## PROBLEM TO SOLVE
This exercise asks for an exact copy of every entry below, with pictures omitted.

(RECORDS SHOWN)

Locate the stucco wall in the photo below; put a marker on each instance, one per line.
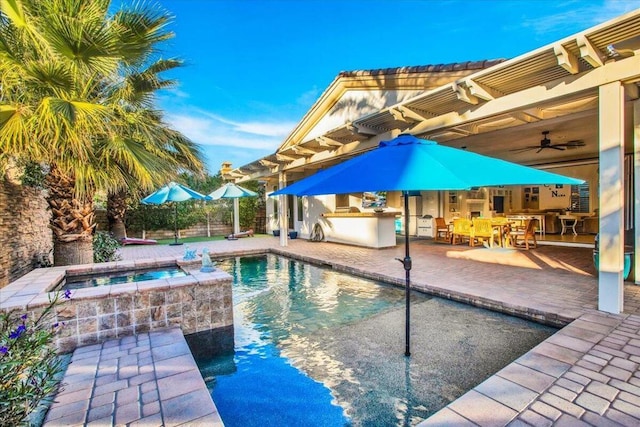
(24, 231)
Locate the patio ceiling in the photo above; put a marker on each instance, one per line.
(496, 110)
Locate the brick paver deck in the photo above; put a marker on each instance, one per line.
(586, 374)
(150, 379)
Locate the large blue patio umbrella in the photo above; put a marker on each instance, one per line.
(173, 192)
(232, 191)
(409, 164)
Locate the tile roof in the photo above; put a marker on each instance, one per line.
(437, 68)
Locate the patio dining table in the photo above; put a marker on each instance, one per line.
(503, 230)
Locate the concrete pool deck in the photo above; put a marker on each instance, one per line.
(585, 374)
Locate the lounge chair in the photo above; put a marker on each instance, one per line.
(248, 233)
(136, 241)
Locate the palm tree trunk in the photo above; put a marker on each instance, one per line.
(116, 210)
(72, 220)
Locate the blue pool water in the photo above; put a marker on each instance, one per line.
(315, 347)
(118, 277)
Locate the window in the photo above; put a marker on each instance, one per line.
(299, 208)
(275, 202)
(342, 200)
(580, 198)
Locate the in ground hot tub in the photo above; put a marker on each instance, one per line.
(81, 281)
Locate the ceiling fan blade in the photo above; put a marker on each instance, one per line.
(531, 147)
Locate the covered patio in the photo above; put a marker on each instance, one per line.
(586, 371)
(571, 107)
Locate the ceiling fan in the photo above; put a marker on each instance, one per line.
(545, 142)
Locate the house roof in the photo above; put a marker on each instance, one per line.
(534, 90)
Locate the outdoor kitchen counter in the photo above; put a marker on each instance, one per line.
(369, 229)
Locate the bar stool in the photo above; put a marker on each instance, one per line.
(568, 222)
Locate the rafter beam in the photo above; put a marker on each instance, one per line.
(566, 60)
(535, 113)
(268, 163)
(627, 69)
(482, 91)
(302, 151)
(328, 142)
(284, 159)
(358, 129)
(589, 52)
(463, 94)
(524, 117)
(403, 114)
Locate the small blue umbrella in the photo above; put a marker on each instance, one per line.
(232, 191)
(409, 164)
(173, 192)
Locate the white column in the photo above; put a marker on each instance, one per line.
(282, 211)
(636, 189)
(611, 137)
(236, 215)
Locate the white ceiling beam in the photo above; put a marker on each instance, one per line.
(566, 60)
(359, 129)
(463, 94)
(535, 113)
(627, 69)
(302, 151)
(284, 159)
(481, 91)
(328, 142)
(403, 114)
(524, 117)
(589, 52)
(268, 163)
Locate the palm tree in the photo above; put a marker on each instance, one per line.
(62, 68)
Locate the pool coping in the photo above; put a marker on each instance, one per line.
(543, 374)
(150, 379)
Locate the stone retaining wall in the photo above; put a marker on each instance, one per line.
(196, 302)
(25, 236)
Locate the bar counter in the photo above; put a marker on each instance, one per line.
(369, 229)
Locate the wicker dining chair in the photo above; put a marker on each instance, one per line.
(526, 233)
(443, 231)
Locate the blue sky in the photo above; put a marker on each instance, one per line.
(254, 68)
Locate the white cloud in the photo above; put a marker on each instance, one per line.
(309, 97)
(580, 14)
(209, 129)
(280, 130)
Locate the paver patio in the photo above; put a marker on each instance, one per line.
(586, 374)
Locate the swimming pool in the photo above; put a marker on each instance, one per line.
(317, 347)
(117, 277)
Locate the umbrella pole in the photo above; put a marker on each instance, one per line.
(175, 224)
(406, 262)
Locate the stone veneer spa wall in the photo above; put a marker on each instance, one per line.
(197, 302)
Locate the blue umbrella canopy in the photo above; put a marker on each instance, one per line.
(409, 164)
(172, 192)
(231, 191)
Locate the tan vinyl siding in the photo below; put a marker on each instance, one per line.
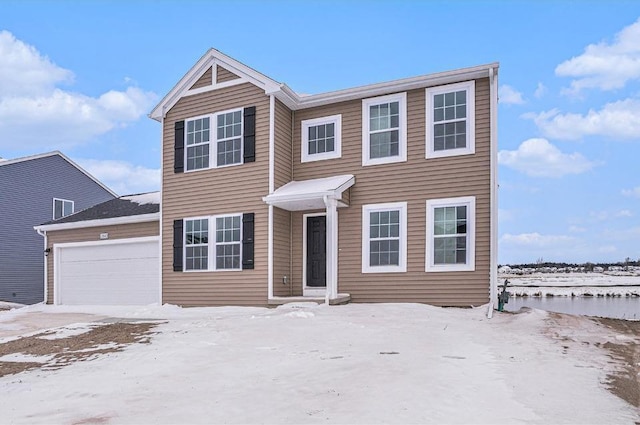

(End RECORDS SHOWN)

## REPLY
Locate the stucco wall in the photo below; put a marker on each instance, one per line.
(24, 231)
Locate the patio ceiling in the photo above; put a marker on each instance, one per line.
(496, 110)
Locate the brick paver deck in the photo above; put a marker on each instance, one per line.
(586, 374)
(150, 379)
Locate the large blue patio umbrella in the photo above; put a marker on each instance, one per line.
(173, 192)
(232, 191)
(409, 164)
Locate the tile roof in the photo above; put a marker on each instance, one per line.
(437, 68)
Locate the patio dining table in the photo above; put a marker on each instance, one per line.
(503, 230)
Locate the concrete pool deck in the photo above; put a marker on each instance, one per line.
(585, 374)
Locate the lounge chair in the photo above; put a marker on each instance, one per line.
(248, 233)
(136, 241)
Locate the palm tree trunk in the photo above; put a marker on each instance, one per line.
(116, 210)
(72, 220)
Locate the blue pool water in the photo above; put a marker on each instance, one per line.
(315, 347)
(118, 277)
Locate the window in the photo above; put a marker on each instance, one per line.
(299, 208)
(275, 202)
(342, 200)
(580, 198)
Locate the in ground hot tub in the photo above; put a marker on each instance, one per line.
(81, 281)
Locate the ceiling fan blade in the photo above; put a marker on each instance, one per line.
(531, 147)
Locate the covered patio in the photo above; put a marker on each instance, one per line.
(586, 371)
(571, 107)
Locate the ceiling fan in the photo above; put a marker on each instance, one per line.
(545, 142)
Locate the house roof in the photo above; put a marker on each instance, one per line.
(534, 90)
Locate the outdoor kitchen counter in the photo above; put a marker on each instance, one per line.
(369, 229)
Locate the bar stool in the photo above; put a marker on each instance, one per line.
(568, 222)
Locate the rafter beam in the photo above; put a marker on each instance, one per line.
(566, 60)
(535, 113)
(268, 163)
(627, 69)
(482, 91)
(302, 151)
(328, 142)
(284, 159)
(358, 129)
(589, 52)
(463, 94)
(524, 117)
(403, 114)
Locate the small blue umbrella in the photo above; put a marker on each instance, one per line.
(232, 191)
(409, 164)
(173, 192)
Locate the white column in the photo above; put a marker on each instance, one per line.
(282, 211)
(636, 189)
(611, 137)
(236, 215)
Locate the white ceiling beam in the photo above; put a marker on each instance, one per line.
(566, 60)
(359, 129)
(463, 94)
(535, 113)
(627, 69)
(302, 151)
(284, 159)
(481, 91)
(328, 142)
(403, 114)
(524, 117)
(589, 52)
(268, 163)
Locate the palm tree in the photo above; put a marker on each instance, one per line.
(62, 68)
Locate the pool coping in the photo above; put a marker on each instance, one per line.
(543, 374)
(150, 379)
Locate the stone retaining wall in the photo above; put a marker on each instance, one per line.
(196, 302)
(25, 236)
Locate the bar counter in the photo above; put a marker on each instance, one per line.
(369, 229)
Locate the wicker dining chair in the photo above; put a marker on each instance, one per line.
(526, 233)
(443, 231)
Locate the blue sky in the photo above; put a marker on each instance, one per line.
(254, 68)
Locate the white cloud in the photo above; put a marker on each instance, one per line.
(309, 97)
(580, 14)
(209, 129)
(280, 130)
Locate the paver patio in the photo above; put a marker on each instance, one per line.
(586, 374)
Locate the swimming pool in the photo above; put a marker on each instance, one per line.
(317, 347)
(117, 277)
Locate the umbrella pole in the photo above; put a marker on each instance, one per line.
(175, 224)
(406, 262)
Locate the stone veneer spa wall in the photo above; put a marker on each instance, one per line.
(197, 302)
Locate the blue umbrella canopy in the photo above; put a marker on each instance, one per line.
(409, 164)
(172, 192)
(231, 191)
Locate the tan vinyl siding in the photo below; put a marker on each instance, one per line.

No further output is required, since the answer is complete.